WHAT TO DO:
a - Quote everything in the passage on euro-area public debt from "So why is the" down to "a serious obstacle.".
b - Extend the passage on euro-area fiscal policy from where it stops.

The third objection is that public debt in the euro area is already at an alarmingly high level. It is true that it has reached 95 percent of GDP on average, roughly 30 percentage points more than before the crisis. But the situation is not significantly different from that of Britain and the United States – and it is much more favorable than in Japan. Furthermore, and importantly, additional borrowing in conditions of ultra-low interest rates is not a curse provided it is compensated by later retrenchment. The first-best policy for the euro-area countries – at least those that still enjoy fiscal space – would be to borrow now to stimulate demand and credibly commit to cutting spending in the near future.

So why is the policy response apparently muted? What are the reasons the euro area does not apply the standard recipe? There are three, and they are more political and institutional than economic.

First, fiscal space is quite unevenly distributed. Germany still enjoys large room to maneuver, France has some but not much, Italy and Spain hardly have any, just to mention the biggest euro members. So a bond-financed investment program would be bound to rely disproportionately on Germany. But Berlin does not wish to go into debt or to take the risks while other euro-area members abstain from running it. Risk-sharing is a serious obstacle.

INFORMATION PROVIDED:
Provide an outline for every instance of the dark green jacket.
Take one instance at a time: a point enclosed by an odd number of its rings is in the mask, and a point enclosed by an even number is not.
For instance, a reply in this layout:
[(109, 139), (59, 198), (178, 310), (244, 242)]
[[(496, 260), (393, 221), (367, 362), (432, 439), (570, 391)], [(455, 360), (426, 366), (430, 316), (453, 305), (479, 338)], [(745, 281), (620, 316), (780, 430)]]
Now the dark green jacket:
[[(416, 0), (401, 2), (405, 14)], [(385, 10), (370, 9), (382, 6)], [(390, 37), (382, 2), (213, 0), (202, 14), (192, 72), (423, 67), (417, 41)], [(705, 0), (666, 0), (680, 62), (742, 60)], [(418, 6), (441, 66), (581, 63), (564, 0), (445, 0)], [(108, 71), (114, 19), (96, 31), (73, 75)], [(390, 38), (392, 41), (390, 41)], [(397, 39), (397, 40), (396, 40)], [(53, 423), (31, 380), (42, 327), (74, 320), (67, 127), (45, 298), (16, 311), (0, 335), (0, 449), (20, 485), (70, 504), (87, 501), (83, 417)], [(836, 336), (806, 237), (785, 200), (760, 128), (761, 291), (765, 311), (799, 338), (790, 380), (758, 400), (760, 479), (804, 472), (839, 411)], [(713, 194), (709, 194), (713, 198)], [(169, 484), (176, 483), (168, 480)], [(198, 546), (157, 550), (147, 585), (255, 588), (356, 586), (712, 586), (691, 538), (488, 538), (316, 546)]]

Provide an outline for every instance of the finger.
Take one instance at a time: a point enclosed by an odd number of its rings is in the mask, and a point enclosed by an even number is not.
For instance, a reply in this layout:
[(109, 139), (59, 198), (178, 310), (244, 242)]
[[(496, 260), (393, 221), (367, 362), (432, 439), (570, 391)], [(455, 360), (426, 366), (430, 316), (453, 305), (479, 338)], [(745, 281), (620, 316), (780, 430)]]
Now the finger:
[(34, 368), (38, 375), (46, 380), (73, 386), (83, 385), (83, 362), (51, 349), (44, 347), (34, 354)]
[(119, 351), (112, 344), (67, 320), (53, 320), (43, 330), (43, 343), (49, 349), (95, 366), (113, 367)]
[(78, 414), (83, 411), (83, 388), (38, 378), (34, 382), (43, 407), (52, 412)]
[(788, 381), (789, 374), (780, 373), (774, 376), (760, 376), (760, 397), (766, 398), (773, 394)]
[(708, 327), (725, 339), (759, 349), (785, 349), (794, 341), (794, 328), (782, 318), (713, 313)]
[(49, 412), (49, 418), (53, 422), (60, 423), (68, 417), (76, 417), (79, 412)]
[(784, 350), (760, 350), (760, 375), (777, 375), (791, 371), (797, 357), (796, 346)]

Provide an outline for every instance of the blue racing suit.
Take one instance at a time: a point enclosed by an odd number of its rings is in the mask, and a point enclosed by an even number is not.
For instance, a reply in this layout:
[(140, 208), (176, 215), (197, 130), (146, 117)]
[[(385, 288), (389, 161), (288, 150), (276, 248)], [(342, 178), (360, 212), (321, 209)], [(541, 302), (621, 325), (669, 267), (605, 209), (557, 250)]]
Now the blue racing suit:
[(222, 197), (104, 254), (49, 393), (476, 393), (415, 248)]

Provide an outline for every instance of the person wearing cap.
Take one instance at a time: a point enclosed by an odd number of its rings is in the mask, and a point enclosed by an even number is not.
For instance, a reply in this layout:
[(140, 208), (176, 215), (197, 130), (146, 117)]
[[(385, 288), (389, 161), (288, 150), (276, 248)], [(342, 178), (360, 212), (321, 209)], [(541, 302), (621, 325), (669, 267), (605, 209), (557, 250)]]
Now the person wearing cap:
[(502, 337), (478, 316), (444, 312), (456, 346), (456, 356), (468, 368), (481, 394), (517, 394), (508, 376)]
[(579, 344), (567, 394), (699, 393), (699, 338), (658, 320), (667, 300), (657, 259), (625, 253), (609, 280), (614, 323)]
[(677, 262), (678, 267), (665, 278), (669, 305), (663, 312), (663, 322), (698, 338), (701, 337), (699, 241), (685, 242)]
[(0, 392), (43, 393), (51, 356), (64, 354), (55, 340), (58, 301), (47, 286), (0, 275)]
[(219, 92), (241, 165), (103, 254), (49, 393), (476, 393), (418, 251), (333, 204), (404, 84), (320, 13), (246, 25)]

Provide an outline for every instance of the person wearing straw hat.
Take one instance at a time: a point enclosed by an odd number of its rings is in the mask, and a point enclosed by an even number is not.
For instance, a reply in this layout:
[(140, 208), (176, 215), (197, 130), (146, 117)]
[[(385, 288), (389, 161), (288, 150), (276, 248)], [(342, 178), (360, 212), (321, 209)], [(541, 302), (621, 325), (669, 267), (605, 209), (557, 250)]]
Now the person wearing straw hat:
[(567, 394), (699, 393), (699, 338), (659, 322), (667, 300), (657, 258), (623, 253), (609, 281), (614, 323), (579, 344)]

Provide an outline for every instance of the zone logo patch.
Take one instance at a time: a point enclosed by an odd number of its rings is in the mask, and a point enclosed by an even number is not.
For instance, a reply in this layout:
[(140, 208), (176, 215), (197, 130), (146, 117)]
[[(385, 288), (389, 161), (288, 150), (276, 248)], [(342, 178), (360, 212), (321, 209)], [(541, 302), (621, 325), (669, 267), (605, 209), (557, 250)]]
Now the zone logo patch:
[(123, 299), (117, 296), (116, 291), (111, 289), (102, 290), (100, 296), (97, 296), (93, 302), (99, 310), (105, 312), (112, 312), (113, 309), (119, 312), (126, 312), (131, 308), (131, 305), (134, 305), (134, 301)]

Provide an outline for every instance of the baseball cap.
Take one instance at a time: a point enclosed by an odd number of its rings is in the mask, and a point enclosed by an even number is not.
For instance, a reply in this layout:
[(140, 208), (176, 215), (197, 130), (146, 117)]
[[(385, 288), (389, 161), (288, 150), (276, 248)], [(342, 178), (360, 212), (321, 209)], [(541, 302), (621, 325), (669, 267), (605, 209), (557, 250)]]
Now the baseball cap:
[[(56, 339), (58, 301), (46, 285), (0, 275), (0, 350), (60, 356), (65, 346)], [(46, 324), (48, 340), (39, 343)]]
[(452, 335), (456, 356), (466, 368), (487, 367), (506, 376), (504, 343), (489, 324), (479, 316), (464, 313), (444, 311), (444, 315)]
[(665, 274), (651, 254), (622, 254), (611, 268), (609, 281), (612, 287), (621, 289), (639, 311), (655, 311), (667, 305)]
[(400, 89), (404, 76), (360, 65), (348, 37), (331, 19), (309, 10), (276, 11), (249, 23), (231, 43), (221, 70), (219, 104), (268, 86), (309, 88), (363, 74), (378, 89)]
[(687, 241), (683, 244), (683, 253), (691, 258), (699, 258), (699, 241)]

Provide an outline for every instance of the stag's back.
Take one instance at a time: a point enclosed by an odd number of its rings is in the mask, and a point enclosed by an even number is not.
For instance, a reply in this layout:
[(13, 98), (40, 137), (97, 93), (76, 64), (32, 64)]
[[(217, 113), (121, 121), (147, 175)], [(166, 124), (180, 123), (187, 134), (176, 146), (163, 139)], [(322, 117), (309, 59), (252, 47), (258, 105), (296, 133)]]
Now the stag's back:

REPLIES:
a -
So why is the policy response apparently muted? What are the reasons the euro area does not apply the standard recipe? There are three, and they are more political and institutional than economic.

First, fiscal space is quite unevenly distributed. Germany still enjoys large room to maneuver, France has some but not much, Italy and Spain hardly have any, just to mention the biggest euro members. So a bond-financed investment program would be bound to rely disproportionately on Germany. But Berlin does not wish to go into debt or to take the risks while other euro-area members abstain from running it. Risk-sharing is a serious obstacle.

b -
Second, a relaxation of fiscal discipline, even if justified by adverse economic conditions and even if compensated by tightening of controls over future plans, would still be regarded as a breach of the commonly agreed rules. According to the European fiscal pact, countries in excessive deficit like France should implement at least some consolidation in 2015. Any other decision would be regarded by many as a damaging breach of the common rules.

Third, assuming the other member states would assess that the overall situation is bad enough to justify a relaxation, it would still be difficult for those governments that implemented harsh measures in the midst of financial turmoil to agree to a different treatment for some of their partners. Equality of treatment is the cornerstone of the enforcement of European Union law. Would the countries benefitting from a waiver really oblige themselves to future consolidation or just pretend? Furthermore, governments that recently consolidated would find it hard to justify in front of public opinion that other countries benefit from a waiver.

The obstacles to a concerted response are therefore less a matter of doctrine than a matter of equity, faith in the rules and trust. Can they be overcome? Jean-Claude Juncker, the president-elect of the European Commission, has proposed launching a 300 billion euro EU-wide investment program. It remains to be seen, however, if these investments will materialize. Juncker, who does not have a direct ability to borrow for this purpose, is planning to use a combination of regulatory means and financial engineering to incentivize capital spending. He is putting his own credibility at risk in a complex venture.

The stakes are high because once again there are two different views of the euro system. One implicitly considers that the value of Europe rests on its ability to deliver economic responses to unexpected problems. It calls for flexibility and action. The second regards the European contract as based on the sanctity of equality of treatment, rules and mutual trust. It calls for stability and measure in deciding what to do. These are not spontaneously compatible views. Whether or not a sensible compromise will be found will have profound consequences for the future of the EU.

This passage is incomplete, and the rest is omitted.